:: Excerpted records
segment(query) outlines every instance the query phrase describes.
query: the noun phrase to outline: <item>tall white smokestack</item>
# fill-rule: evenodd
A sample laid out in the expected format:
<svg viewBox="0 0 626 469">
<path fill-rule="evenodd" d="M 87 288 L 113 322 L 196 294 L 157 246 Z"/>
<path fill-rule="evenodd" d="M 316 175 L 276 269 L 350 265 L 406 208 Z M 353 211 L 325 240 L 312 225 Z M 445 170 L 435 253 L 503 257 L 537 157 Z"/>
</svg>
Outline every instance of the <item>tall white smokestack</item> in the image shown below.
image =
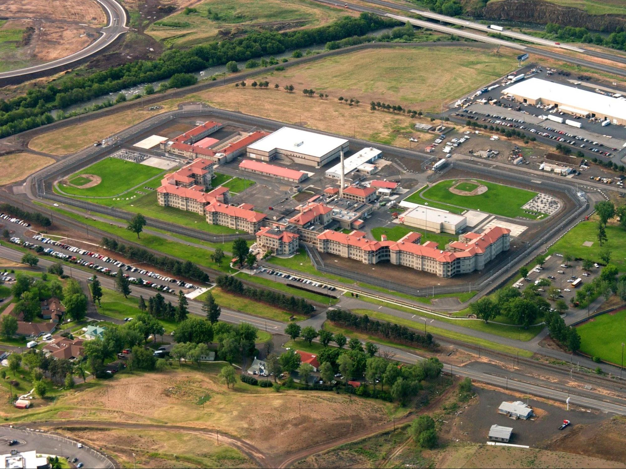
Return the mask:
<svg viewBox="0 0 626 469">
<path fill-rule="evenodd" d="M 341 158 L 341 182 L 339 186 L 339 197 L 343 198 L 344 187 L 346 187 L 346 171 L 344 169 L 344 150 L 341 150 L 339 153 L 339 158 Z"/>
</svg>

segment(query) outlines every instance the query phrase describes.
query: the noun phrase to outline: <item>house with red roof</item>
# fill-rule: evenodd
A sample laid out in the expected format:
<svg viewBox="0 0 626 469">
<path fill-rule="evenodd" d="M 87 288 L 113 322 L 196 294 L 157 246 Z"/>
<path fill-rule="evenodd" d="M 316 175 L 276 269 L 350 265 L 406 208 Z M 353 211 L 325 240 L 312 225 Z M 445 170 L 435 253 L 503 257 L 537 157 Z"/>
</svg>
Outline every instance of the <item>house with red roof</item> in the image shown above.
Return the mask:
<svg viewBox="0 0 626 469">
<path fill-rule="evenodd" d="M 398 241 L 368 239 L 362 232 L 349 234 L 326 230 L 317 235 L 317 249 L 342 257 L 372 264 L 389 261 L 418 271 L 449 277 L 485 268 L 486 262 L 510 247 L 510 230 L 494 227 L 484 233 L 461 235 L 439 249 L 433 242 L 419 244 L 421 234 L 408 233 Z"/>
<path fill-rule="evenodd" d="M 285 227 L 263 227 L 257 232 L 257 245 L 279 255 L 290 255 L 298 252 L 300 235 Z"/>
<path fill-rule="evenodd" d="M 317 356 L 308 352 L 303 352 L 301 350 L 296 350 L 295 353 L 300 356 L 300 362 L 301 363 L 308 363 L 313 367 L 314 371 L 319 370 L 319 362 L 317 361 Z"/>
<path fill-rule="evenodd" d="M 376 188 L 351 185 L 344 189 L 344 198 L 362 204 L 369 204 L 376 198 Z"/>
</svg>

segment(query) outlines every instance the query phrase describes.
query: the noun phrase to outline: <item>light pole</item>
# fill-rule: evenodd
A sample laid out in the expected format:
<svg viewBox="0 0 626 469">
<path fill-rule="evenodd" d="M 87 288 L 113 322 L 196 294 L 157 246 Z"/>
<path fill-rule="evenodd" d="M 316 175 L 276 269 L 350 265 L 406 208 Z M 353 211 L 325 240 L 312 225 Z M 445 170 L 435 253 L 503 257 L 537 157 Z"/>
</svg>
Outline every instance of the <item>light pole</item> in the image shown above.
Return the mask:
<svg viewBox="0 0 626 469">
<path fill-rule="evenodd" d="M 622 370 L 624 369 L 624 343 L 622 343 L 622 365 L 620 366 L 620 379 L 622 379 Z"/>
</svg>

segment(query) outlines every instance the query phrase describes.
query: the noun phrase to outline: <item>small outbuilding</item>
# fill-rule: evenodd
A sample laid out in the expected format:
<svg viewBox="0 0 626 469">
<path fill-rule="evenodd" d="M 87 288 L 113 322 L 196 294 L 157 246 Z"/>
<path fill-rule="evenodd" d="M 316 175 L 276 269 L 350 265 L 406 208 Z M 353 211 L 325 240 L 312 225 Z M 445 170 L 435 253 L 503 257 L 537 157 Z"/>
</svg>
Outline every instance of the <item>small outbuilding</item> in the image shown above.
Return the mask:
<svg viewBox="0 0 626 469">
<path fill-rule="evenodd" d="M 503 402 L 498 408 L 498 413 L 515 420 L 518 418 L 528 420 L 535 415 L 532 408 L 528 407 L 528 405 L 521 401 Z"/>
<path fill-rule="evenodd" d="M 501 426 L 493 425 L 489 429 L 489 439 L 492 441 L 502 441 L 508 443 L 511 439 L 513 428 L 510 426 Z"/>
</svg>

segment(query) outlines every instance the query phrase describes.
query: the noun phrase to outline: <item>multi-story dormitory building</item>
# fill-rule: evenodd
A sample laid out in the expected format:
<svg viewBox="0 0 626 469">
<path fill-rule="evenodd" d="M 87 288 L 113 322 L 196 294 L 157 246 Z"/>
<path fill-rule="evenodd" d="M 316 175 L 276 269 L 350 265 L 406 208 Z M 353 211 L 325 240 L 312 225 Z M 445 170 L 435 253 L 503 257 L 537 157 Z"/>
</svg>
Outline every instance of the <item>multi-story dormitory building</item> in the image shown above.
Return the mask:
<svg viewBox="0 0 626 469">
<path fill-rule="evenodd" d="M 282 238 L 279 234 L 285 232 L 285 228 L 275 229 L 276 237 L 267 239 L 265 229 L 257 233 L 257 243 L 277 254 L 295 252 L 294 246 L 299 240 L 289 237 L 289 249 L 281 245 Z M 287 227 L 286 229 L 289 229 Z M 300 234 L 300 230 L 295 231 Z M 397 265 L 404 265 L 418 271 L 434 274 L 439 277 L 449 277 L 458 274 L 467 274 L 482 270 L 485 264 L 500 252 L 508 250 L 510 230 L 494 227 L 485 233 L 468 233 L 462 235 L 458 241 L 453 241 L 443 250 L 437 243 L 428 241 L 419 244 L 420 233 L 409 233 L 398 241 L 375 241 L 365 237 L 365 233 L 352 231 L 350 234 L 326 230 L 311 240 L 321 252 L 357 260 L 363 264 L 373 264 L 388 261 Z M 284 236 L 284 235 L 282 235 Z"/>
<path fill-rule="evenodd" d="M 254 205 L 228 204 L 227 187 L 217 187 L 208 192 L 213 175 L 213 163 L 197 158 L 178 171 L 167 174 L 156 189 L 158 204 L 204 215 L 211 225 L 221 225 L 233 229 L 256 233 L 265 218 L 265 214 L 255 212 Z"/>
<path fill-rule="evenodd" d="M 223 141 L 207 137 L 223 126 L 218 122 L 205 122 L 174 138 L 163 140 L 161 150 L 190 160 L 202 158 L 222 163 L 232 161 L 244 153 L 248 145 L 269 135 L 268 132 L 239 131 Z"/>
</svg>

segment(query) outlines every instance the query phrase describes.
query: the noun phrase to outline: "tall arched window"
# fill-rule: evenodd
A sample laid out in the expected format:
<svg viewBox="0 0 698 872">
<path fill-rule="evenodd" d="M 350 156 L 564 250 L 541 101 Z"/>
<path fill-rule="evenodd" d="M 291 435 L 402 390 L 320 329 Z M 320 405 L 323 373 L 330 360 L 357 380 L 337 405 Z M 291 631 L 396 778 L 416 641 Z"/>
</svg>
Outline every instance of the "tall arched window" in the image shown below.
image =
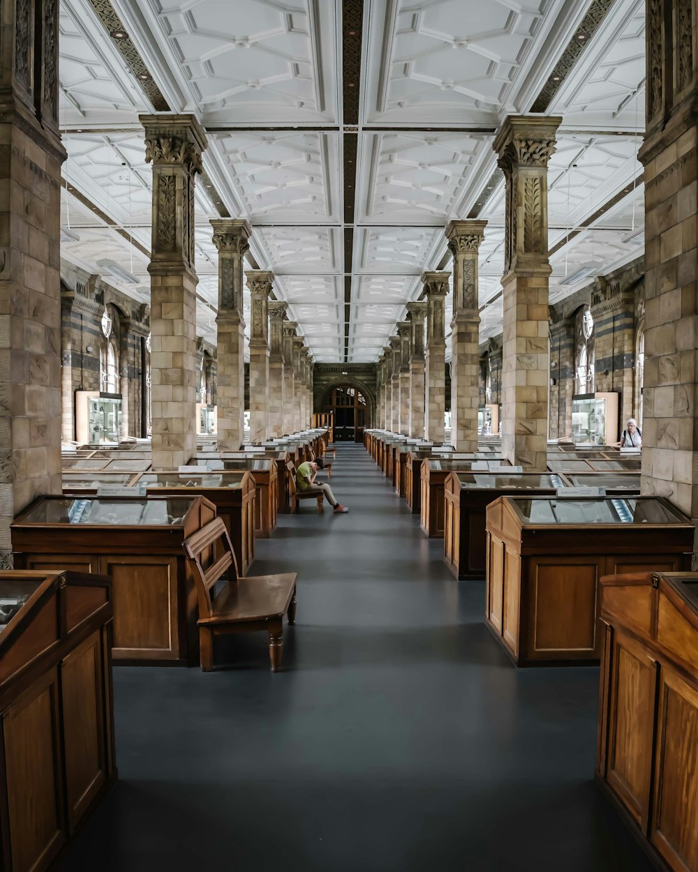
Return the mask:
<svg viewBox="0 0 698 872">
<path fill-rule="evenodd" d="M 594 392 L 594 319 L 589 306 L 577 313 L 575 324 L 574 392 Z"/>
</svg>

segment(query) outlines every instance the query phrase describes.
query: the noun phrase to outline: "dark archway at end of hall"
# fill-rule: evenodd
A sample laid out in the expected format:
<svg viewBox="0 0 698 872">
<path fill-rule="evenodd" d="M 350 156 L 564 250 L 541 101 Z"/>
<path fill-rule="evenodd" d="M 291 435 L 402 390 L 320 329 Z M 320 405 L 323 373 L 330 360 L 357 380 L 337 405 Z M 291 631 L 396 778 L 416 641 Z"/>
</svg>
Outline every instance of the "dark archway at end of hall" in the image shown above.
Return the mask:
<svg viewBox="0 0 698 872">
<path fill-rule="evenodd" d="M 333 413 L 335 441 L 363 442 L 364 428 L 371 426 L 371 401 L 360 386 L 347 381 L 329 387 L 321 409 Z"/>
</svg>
::::
Please count the lines of the records above that contain the word "light", and reply with only that number.

2